__Source document__
-- Opening Marker --

= Macrolane =

Injectable cosmetic filler

Macrolane is a body-contour filler marketed by Q-Med in the UK since early 2008. It claims to be a less invasive alternative to surgical breast enlargement, offering an increase of one cup size through injections that take between 30 and 90 minutes—colloquially referred to as the "30-minute boob job".

More recently, Q-Med have discontinued promoting Macrolane as a breast enhancer due to the lack of consensus amongst radiologists regarding how to examine breasts that have been injected with filler.

==Procedure==
The treatment involves injecting stabilised hyaluronic acid into the breast, buttock or other areas, and then moulding to the desired shape. The procedures requires a local anaesthetic, and will likely cause bruising, swelling and discomfort for a few days. The effect only lasts for 12 months, after which further injections are required.

==Criticisms==
The procedure has drawn criticism, as its long-term effects are relatively unknown. The only medical trial was supported by the manufacturers, involving 1000 patients in Japan, and anybody taking the procedure will be entered into a European-wide research trial.

-- Closing Marker --

__Entries supplied__
-- Opening Marker --

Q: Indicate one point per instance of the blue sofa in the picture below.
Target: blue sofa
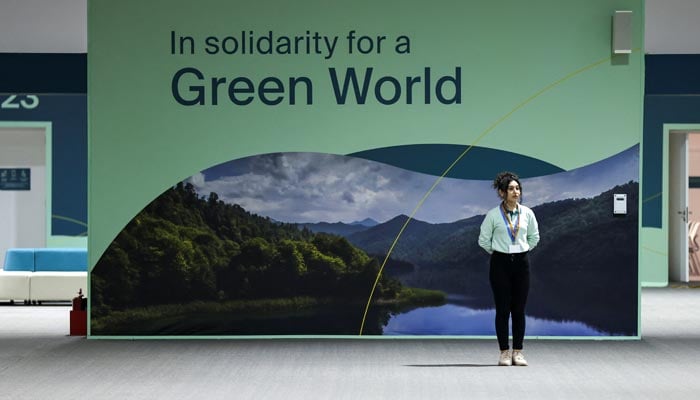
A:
(43, 274)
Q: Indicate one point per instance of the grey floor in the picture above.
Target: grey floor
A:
(39, 361)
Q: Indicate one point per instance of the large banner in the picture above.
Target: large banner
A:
(322, 168)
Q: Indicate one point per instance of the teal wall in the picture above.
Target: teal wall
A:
(536, 79)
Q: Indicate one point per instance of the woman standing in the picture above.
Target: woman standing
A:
(508, 233)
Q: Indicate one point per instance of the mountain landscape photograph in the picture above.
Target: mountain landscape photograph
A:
(293, 244)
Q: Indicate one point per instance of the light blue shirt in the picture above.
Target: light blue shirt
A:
(494, 234)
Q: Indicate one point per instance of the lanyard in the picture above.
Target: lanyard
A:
(512, 232)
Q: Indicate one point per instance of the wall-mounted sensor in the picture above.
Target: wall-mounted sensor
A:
(619, 204)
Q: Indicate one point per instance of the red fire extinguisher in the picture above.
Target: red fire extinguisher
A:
(78, 315)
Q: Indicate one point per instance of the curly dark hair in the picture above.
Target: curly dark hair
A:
(503, 179)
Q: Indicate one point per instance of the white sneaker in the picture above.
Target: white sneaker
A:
(505, 359)
(519, 359)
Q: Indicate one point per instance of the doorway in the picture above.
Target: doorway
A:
(684, 206)
(23, 202)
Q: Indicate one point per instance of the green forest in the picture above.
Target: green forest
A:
(184, 248)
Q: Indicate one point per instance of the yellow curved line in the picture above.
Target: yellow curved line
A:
(661, 253)
(75, 221)
(481, 136)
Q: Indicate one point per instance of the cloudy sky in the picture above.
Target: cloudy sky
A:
(313, 187)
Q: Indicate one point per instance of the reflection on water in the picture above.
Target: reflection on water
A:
(454, 319)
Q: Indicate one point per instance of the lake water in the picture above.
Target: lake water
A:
(454, 319)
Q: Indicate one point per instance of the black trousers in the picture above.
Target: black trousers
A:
(509, 275)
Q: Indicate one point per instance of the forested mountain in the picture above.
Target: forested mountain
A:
(183, 248)
(585, 266)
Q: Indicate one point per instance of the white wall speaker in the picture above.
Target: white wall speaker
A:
(622, 32)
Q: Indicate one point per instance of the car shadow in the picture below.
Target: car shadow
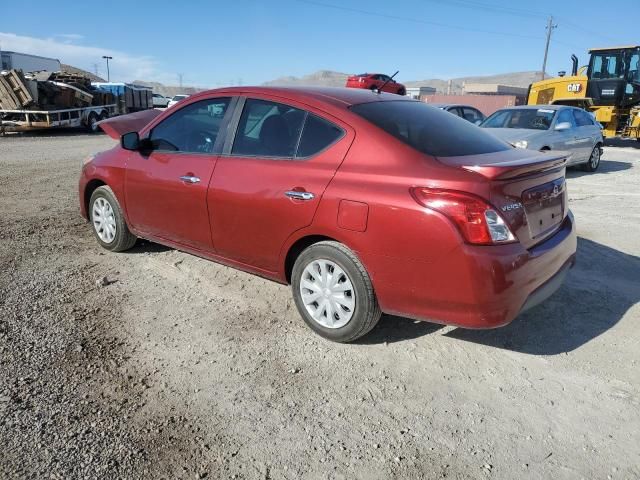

-- Closing Marker --

__Task list__
1. Summarize the Macrolane article in two sentences.
2. According to the Macrolane article, what after-effects will the procedure likely cause? List them all.
3. Pick up the Macrolane article after its final sentence and carry it on.
The items are separate material from the Macrolane article.

__Replies__
1. Macrolane is an injectable body-contour filler, marketed by Q-Med in the UK since early 2008, that uses stabilized hyaluronic acid to enlarge the breast by one cup size or to shape areas such as the buttocks, with effects lasting 12 months. Q-Med has stopped promoting it as a breast enhancer because radiologists lack consensus on how to examine injected breasts, and the procedure has been criticized because its long-term effects are relatively unknown.

2.
- Bruising
- Swelling
- Discomfort

3.
Initially, treatment in the UK cost about £3000 for the initial injections, followed by £1400 for repeat injections each year to maintain the effect.

A recent study showed that Macrolane complications may appear months after treatment, as local infections, product dislocation, and breast lump onset. Ultrasound and MRI help to diagnose the nature of the complication. Patients must be warned that it can be impossible to totally remove Macrolane, once implanted.

In Sweden there have been a number of cases of erection problems and pain associated with erection when injections were used to increase penile size, prompting a mandatory investigation into the safety of the product.